### WHAT YOU HAVE TO DO
Within the records that follow, find every line containing the string "When". Copy those lines.

### DATA TO USE
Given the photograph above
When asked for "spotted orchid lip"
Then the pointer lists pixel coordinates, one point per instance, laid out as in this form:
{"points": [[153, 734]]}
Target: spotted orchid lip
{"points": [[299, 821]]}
...
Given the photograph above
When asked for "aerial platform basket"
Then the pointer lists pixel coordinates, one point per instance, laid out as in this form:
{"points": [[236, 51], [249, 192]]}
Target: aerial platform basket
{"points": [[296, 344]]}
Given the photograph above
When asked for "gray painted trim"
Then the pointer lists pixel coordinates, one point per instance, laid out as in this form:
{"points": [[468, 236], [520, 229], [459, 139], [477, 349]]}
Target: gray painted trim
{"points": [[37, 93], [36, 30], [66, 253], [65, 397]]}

### EXERCISE RESPONSE
When asked for "spotted orchid lip"
When asked for "aerial platform basket"
When asked for "gray painted trim"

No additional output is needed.